YOUR OBJECTIVE: The listing below is to be reproduced in full, exactly as given.

THE RECORDS:
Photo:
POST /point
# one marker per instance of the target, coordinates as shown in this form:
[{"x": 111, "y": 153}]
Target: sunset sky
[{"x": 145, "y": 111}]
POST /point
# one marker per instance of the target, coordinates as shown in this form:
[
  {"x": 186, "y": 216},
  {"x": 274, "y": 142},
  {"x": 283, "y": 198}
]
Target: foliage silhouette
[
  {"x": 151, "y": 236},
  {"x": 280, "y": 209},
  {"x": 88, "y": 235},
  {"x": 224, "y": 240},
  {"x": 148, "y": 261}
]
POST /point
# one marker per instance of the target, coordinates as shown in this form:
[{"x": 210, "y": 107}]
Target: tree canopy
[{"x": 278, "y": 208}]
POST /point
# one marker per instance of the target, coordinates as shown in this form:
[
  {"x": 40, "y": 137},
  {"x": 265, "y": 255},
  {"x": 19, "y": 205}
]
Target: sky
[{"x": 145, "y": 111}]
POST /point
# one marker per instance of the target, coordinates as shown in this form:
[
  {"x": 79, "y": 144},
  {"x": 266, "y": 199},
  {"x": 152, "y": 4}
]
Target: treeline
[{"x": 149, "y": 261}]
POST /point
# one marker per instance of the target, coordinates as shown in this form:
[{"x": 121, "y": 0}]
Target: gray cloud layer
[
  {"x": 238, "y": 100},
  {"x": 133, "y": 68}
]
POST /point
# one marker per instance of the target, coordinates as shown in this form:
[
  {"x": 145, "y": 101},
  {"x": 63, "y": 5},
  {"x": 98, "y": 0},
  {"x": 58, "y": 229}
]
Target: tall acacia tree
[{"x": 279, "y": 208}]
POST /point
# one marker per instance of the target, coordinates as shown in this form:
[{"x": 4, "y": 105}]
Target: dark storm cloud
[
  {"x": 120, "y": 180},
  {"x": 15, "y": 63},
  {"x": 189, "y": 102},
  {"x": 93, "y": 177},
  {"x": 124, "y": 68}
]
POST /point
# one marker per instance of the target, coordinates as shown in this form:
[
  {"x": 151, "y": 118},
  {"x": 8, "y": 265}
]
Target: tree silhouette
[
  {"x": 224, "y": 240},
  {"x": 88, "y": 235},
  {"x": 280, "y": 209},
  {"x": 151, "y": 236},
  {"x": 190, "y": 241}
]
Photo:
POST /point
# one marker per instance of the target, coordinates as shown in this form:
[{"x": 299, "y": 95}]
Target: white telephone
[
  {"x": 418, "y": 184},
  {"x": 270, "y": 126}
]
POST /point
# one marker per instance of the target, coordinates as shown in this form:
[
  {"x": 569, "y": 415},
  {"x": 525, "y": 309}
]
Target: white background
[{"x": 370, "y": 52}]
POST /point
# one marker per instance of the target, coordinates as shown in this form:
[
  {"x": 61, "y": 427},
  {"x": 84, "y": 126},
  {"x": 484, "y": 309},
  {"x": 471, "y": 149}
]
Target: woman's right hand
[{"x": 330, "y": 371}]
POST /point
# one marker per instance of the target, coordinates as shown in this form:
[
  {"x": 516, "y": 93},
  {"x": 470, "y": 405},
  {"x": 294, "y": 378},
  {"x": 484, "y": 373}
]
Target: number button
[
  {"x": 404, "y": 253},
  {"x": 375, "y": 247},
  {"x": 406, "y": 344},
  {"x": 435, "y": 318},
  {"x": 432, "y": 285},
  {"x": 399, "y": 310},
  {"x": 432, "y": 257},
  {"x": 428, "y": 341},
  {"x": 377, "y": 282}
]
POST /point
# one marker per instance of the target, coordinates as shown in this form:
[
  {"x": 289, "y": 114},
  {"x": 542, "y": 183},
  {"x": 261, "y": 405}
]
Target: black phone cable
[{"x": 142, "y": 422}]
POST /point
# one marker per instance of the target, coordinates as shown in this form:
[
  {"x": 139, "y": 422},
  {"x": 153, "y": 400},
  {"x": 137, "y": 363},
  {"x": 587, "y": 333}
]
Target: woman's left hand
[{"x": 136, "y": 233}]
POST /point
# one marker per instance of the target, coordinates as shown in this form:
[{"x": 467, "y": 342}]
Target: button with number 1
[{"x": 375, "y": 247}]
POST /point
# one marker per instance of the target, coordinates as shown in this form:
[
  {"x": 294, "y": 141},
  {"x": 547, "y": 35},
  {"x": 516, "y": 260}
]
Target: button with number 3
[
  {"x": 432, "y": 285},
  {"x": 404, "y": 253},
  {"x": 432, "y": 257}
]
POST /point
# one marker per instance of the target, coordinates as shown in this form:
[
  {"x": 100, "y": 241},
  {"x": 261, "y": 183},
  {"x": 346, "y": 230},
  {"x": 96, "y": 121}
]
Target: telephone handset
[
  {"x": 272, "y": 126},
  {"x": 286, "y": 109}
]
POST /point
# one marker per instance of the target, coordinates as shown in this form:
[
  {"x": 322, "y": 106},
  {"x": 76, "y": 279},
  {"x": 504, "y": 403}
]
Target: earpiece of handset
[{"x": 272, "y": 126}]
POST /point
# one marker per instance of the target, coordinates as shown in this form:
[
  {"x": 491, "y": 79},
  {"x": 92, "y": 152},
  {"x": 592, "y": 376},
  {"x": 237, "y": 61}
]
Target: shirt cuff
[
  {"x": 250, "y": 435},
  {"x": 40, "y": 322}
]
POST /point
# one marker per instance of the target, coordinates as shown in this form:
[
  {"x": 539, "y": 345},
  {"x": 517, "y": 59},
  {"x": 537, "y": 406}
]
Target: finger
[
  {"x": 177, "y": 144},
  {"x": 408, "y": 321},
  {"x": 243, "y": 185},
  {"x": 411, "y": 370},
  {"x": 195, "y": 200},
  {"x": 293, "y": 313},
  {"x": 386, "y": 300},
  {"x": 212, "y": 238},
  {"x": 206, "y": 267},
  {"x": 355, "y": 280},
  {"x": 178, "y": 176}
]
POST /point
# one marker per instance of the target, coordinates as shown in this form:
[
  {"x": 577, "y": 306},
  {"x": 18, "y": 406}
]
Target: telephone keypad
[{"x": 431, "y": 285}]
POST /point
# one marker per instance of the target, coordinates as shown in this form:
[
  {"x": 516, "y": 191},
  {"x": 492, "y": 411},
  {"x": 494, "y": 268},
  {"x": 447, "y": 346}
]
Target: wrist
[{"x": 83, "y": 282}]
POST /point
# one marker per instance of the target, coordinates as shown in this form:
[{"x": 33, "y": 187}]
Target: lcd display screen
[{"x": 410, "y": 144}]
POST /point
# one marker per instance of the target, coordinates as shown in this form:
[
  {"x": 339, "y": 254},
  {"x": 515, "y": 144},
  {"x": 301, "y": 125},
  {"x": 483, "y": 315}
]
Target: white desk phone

ANSWER SPACE:
Photo:
POST /point
# one marker per instance of the target, coordinates as shown in this form:
[{"x": 111, "y": 153}]
Target: sunset sky
[{"x": 145, "y": 111}]
POST /point
# one marker per instance of the target, coordinates as shown in this form:
[
  {"x": 186, "y": 216},
  {"x": 274, "y": 142},
  {"x": 283, "y": 198}
]
Target: foliage silhouette
[
  {"x": 151, "y": 236},
  {"x": 280, "y": 209},
  {"x": 88, "y": 235},
  {"x": 224, "y": 240},
  {"x": 148, "y": 261}
]
POST /point
# one marker per instance of the target, coordinates as shown in this form:
[{"x": 210, "y": 107}]
Target: tree canopy
[{"x": 278, "y": 208}]
POST /point
# one marker per instance of the target, coordinates as shown in this form:
[
  {"x": 40, "y": 137},
  {"x": 265, "y": 255},
  {"x": 19, "y": 205}
]
Target: sky
[{"x": 145, "y": 111}]
POST /point
# one marker per instance of the target, coordinates as shown in this form:
[
  {"x": 79, "y": 144},
  {"x": 266, "y": 199},
  {"x": 152, "y": 4}
]
Target: treeline
[{"x": 149, "y": 261}]
POST /point
# one marker per instance of the target, coordinates as shown in this form:
[{"x": 121, "y": 0}]
Target: gray cloud layer
[
  {"x": 238, "y": 100},
  {"x": 133, "y": 68}
]
POST /point
# one marker per instance of the target, coordinates as shown in this form:
[
  {"x": 145, "y": 101},
  {"x": 63, "y": 5},
  {"x": 98, "y": 0},
  {"x": 58, "y": 229}
]
Target: tall acacia tree
[{"x": 279, "y": 208}]
POST /point
# one marker per instance of the target, coordinates as shown in this form:
[{"x": 4, "y": 105}]
Target: dark storm cloud
[
  {"x": 120, "y": 180},
  {"x": 15, "y": 63},
  {"x": 189, "y": 102},
  {"x": 93, "y": 177},
  {"x": 124, "y": 68}
]
POST /point
# one marker per instance of the target, coordinates as shown in this form:
[
  {"x": 151, "y": 118},
  {"x": 8, "y": 265}
]
Target: tree silhouette
[
  {"x": 224, "y": 240},
  {"x": 88, "y": 235},
  {"x": 280, "y": 209},
  {"x": 151, "y": 236},
  {"x": 190, "y": 241}
]
Photo:
POST /point
# one marker per instance of the target, coordinates as shown in this form:
[{"x": 299, "y": 95}]
Target: white telephone
[
  {"x": 418, "y": 184},
  {"x": 270, "y": 126}
]
POST /point
# one marker per instance of the target, coordinates as shown in this form:
[
  {"x": 569, "y": 415},
  {"x": 525, "y": 309}
]
Target: white background
[{"x": 370, "y": 52}]
POST /point
# one marker per instance of the target, coordinates as shown in this form:
[
  {"x": 61, "y": 427},
  {"x": 84, "y": 126},
  {"x": 484, "y": 309},
  {"x": 471, "y": 149}
]
Target: woman's right hand
[{"x": 330, "y": 371}]
POST /point
# one marker per instance of the target, coordinates as shown in this form:
[
  {"x": 516, "y": 93},
  {"x": 470, "y": 405},
  {"x": 294, "y": 378},
  {"x": 484, "y": 373}
]
Target: number button
[
  {"x": 404, "y": 253},
  {"x": 375, "y": 247},
  {"x": 406, "y": 344},
  {"x": 435, "y": 318},
  {"x": 432, "y": 285},
  {"x": 399, "y": 310},
  {"x": 432, "y": 257},
  {"x": 428, "y": 341},
  {"x": 377, "y": 282}
]
POST /point
# one marker per instance of the target, coordinates as shown in this form:
[
  {"x": 289, "y": 114},
  {"x": 542, "y": 183},
  {"x": 261, "y": 405}
]
Target: black phone cable
[{"x": 142, "y": 422}]
POST /point
# one marker per instance of the target, coordinates as shown in this form:
[
  {"x": 139, "y": 422},
  {"x": 153, "y": 400},
  {"x": 137, "y": 363},
  {"x": 587, "y": 333}
]
Target: woman's left hand
[{"x": 136, "y": 233}]
POST /point
# one marker per instance of the target, coordinates as shown in this form:
[{"x": 467, "y": 342}]
Target: button with number 1
[{"x": 375, "y": 247}]
POST /point
# one marker per instance of the target, coordinates as shown in this form:
[
  {"x": 294, "y": 141},
  {"x": 547, "y": 35},
  {"x": 516, "y": 260}
]
Target: button with number 3
[
  {"x": 432, "y": 285},
  {"x": 404, "y": 253},
  {"x": 432, "y": 257}
]
POST /point
# one marker per instance of the target, coordinates as shown in this form:
[
  {"x": 100, "y": 241},
  {"x": 261, "y": 183},
  {"x": 346, "y": 230},
  {"x": 96, "y": 121}
]
Target: telephone handset
[
  {"x": 272, "y": 126},
  {"x": 286, "y": 109}
]
POST /point
# one marker per instance of the target, coordinates as shown in this form:
[
  {"x": 322, "y": 106},
  {"x": 76, "y": 279},
  {"x": 504, "y": 403}
]
Target: earpiece of handset
[{"x": 272, "y": 126}]
POST /point
# one marker per instance of the target, coordinates as shown in this form:
[
  {"x": 491, "y": 79},
  {"x": 92, "y": 152},
  {"x": 592, "y": 376},
  {"x": 237, "y": 61}
]
Target: shirt cuff
[
  {"x": 250, "y": 435},
  {"x": 40, "y": 322}
]
POST /point
# one marker per instance of the target, coordinates as shown in this form:
[
  {"x": 539, "y": 345},
  {"x": 517, "y": 59},
  {"x": 537, "y": 406}
]
Target: finger
[
  {"x": 177, "y": 144},
  {"x": 408, "y": 321},
  {"x": 243, "y": 185},
  {"x": 411, "y": 370},
  {"x": 195, "y": 200},
  {"x": 293, "y": 313},
  {"x": 386, "y": 300},
  {"x": 212, "y": 238},
  {"x": 206, "y": 267},
  {"x": 355, "y": 280},
  {"x": 178, "y": 176}
]
POST /point
# one marker per instance of the target, coordinates as shown in this form:
[
  {"x": 577, "y": 306},
  {"x": 18, "y": 406}
]
Target: telephone keypad
[{"x": 431, "y": 285}]
POST /point
# one marker per instance of the target, coordinates as shown in this form:
[
  {"x": 516, "y": 191},
  {"x": 492, "y": 411},
  {"x": 494, "y": 268},
  {"x": 447, "y": 346}
]
Target: wrist
[{"x": 83, "y": 282}]
POST /point
# one marker per instance of the target, coordinates as shown in this form:
[{"x": 33, "y": 187}]
Target: lcd display screen
[{"x": 410, "y": 144}]
POST /point
# one marker per instance of the target, coordinates as shown in this form:
[
  {"x": 339, "y": 254},
  {"x": 515, "y": 144},
  {"x": 301, "y": 125},
  {"x": 483, "y": 315}
]
Target: white desk phone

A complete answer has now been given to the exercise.